### TASK TO CARRY OUT
Render everything from the line containing "Task: locate the tablet, dropping" down to the end of the entries as a numbered list, leaving out blank lines.

[Pointing entries]
================================

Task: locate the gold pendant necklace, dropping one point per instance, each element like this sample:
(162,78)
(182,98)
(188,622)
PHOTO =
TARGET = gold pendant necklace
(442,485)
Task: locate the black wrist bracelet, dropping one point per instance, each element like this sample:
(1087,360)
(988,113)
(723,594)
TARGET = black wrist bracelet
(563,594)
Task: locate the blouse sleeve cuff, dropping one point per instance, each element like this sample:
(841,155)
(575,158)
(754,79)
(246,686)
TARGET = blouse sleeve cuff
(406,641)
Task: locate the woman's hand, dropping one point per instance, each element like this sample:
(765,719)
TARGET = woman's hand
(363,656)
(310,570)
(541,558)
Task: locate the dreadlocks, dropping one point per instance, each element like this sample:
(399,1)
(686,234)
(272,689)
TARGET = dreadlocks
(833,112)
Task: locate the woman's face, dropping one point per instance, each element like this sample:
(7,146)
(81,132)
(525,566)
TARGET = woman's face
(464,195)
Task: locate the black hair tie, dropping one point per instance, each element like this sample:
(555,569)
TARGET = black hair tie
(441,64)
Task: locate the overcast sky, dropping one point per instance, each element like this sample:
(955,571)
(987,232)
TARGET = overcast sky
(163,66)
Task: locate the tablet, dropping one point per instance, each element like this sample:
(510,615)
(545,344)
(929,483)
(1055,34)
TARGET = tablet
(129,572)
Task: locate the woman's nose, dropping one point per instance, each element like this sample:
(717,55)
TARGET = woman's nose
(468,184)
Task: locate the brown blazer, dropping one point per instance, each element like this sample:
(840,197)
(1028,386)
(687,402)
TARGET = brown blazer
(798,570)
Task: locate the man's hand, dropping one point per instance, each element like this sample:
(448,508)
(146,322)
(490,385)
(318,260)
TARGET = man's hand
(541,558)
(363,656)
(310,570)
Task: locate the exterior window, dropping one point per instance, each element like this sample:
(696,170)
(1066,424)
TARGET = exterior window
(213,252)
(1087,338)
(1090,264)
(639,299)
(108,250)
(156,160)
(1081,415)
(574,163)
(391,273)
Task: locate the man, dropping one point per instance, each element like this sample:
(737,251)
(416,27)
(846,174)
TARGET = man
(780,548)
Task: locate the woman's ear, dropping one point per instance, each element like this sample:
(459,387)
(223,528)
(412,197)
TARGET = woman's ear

================================

### RESPONSE
1. Task: locate the tablet, dropping one point per instance, each element like this sample:
2. (510,615)
3. (545,344)
4. (929,483)
5. (1055,34)
6. TARGET = tablet
7. (129,572)
8. Task: locate the woman's nose, dropping one point per instance, each element like this sample:
9. (717,55)
10. TARGET = woman's nose
11. (468,184)
12. Task: locate the brown blazer, dropping one point per instance, each element like this sample:
13. (840,197)
14. (1028,386)
15. (687,402)
16. TARGET = brown blazer
17. (798,570)
18. Task: locate the man's hand, dropping one point per instance, each element like this sample:
19. (448,508)
20. (146,322)
21. (490,385)
22. (318,260)
23. TARGET = man's hand
24. (541,558)
25. (363,656)
26. (310,570)
27. Task: locate the exterior window, dropping one point per instance, each element like this sample:
28. (696,170)
29. (1066,424)
30. TARGET = exterior window
31. (213,252)
32. (1087,338)
33. (1090,264)
34. (639,299)
35. (108,250)
36. (156,160)
37. (1081,415)
38. (574,163)
39. (391,273)
40. Task: locate the man, dropping one point per instance, each element like this sample:
41. (737,251)
42. (416,27)
43. (846,174)
44. TARGET = man
45. (780,548)
46. Task: locate the woman's ear, dropping one point per instance, each element like this sample:
47. (459,387)
48. (223,528)
49. (412,197)
50. TARGET = woman's ear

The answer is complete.